# 必要な作業
• 1. この対談によると、グルスキーが最近衛星画像を使って発表したのは何のシリーズですか?
• 2. この対談のうち、「2010年代、写真はどこへ行く?[後編]/菊地成孔×伊藤俊治 対談連載 vol.14」と「K「そして、みんな一貫してパノラマなんですよね」」の間を両端も含めて、そのまま出力してください。

# 文書の抜粋
——————————

2010年代、写真はどこへ行く?[後編]/菊地成孔×伊藤俊治 対談連載 vol.14
──今ではInstagramだけでなく、Pinterestのようにネット上にあるイメージの中からお気に入りのものを集めていくアプリもあるじゃないですか。イメージをかき集めると自分を表現しやすいのかな、という気がしますよね。
I「トーマス・ルフのように、ストリートビューや監視カメラ映像など、世界のすみずみの映像を素材にして自分の作品にしているアーティストもいます。グルスキーも最近、衛星画像を使って南極のシリーズを発表しているけれど、自分が撮った写真ではなく、NASAが撮影した画像を一枚一枚加工しているんですよね。デジタルイメージを使った人間の視覚を遥かに超えた作品で、時間性が希薄で、崇高性をたたえ、作家性の概念すらなかなか見つけにくい。発見したり、収集したり、編集する能力にかかっている。最近はそんな写真が急に出てきている気がします」
K「そして、みんな一貫してパノラマなんですよね」
I「もともと写真ってパノラマから派生してきていますからね。イメージの中に没入させたいとか、世界を俯瞰したいとか、そうした強い欲望が潜在的にはあるんでしょうね」
K「宗教画や曼荼羅も一種のパノラマですが、細かいところまで描き込まれていて、素人にはおいそれと真似できない。大変な執念とプロの技術が要るんですよね。またそこに戻ってきているんじゃないでしょうか」

——————————

# 生データ

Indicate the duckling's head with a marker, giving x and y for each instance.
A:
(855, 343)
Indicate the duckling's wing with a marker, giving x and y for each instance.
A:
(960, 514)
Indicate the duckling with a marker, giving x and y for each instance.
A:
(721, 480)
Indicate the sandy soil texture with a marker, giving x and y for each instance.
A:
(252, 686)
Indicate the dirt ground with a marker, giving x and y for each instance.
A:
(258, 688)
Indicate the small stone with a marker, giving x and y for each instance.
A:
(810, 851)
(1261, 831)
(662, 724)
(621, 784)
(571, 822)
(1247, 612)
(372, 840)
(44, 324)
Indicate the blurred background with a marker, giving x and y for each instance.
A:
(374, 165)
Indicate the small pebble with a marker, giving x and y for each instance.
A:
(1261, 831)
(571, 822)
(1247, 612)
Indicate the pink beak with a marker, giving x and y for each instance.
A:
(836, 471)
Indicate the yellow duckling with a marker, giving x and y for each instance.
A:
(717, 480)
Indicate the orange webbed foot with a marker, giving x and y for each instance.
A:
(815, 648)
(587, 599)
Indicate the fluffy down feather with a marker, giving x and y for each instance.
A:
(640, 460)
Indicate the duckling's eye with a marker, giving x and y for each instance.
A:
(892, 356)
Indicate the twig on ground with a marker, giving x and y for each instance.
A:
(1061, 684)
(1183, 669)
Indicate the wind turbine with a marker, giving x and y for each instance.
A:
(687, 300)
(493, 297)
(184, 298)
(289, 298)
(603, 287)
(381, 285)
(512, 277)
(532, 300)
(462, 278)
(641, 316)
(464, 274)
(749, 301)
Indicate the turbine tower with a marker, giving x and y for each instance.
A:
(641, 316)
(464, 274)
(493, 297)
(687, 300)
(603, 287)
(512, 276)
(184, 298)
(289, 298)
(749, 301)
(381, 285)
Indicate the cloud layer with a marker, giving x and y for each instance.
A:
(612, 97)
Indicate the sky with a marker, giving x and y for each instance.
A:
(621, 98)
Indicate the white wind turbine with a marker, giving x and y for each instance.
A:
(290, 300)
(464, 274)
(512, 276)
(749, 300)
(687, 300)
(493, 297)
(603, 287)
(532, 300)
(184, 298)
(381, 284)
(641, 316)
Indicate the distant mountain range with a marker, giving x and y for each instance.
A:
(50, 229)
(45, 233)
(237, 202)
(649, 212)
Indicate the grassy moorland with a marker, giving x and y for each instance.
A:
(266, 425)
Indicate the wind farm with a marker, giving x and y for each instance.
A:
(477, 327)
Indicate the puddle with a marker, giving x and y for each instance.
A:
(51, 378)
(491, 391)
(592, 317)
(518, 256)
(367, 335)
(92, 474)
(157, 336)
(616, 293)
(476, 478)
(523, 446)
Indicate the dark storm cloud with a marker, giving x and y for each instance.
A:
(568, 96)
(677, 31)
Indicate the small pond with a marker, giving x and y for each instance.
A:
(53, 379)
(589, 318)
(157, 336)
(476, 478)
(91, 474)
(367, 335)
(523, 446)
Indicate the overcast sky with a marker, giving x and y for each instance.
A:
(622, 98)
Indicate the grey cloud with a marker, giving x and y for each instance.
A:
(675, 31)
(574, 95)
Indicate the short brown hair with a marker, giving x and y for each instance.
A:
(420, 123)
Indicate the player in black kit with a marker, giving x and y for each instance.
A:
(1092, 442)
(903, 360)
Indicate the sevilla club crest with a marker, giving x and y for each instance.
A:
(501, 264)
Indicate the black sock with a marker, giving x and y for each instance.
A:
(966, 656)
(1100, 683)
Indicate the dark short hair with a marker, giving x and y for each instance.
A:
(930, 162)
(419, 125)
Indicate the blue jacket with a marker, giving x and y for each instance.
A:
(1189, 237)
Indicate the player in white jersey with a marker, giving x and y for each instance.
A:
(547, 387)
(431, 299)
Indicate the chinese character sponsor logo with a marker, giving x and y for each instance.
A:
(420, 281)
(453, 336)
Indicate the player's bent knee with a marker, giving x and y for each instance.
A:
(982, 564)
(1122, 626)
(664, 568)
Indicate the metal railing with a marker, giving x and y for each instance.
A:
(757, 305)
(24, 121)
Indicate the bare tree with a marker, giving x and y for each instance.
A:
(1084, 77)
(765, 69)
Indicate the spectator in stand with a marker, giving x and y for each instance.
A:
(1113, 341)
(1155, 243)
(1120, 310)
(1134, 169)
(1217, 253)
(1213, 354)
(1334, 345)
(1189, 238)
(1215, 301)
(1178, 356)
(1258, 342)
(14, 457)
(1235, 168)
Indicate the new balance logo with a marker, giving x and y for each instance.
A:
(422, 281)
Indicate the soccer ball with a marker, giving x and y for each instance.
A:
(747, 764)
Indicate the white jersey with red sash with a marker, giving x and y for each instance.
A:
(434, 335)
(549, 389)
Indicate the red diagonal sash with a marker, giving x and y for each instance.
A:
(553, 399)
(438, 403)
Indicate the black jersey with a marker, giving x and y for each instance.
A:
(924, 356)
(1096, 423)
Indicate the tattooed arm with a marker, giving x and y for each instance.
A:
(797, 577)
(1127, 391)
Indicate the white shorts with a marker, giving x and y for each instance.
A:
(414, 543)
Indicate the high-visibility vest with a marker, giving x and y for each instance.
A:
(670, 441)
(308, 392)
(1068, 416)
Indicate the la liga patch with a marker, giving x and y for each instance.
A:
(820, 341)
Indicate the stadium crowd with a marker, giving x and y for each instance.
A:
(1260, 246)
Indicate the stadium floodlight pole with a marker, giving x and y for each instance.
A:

——————————

# 想定される回答
• 1. 南極のシリーズです。

• 2.
2010年代、写真はどこへ行く?[後編]/菊地成孔×伊藤俊治 対談連載 vol.14
──今ではInstagramだけでなく、Pinterestのようにネット上にあるイメージの中からお気に入りのものを集めていくアプリもあるじゃないですか。イメージをかき集めると自分を表現しやすいのかな、という気がしますよね。
I「トーマス・ルフのように、ストリートビューや監視カメラ映像など、世界のすみずみの映像を素材にして自分の作品にしているアーティストもいます。グルスキーも最近、衛星画像を使って南極のシリーズを発表しているけれど、自分が撮った写真ではなく、NASAが撮影した画像を一枚一枚加工しているんですよね。デジタルイメージを使った人間の視覚を遥かに超えた作品で、時間性が希薄で、崇高性をたたえ、作家性の概念すらなかなか見つけにくい。発見したり、収集したり、編集する能力にかかっている。最近はそんな写真が急に出てきている気がします」
K「そして、みんな一貫してパノラマなんですよね」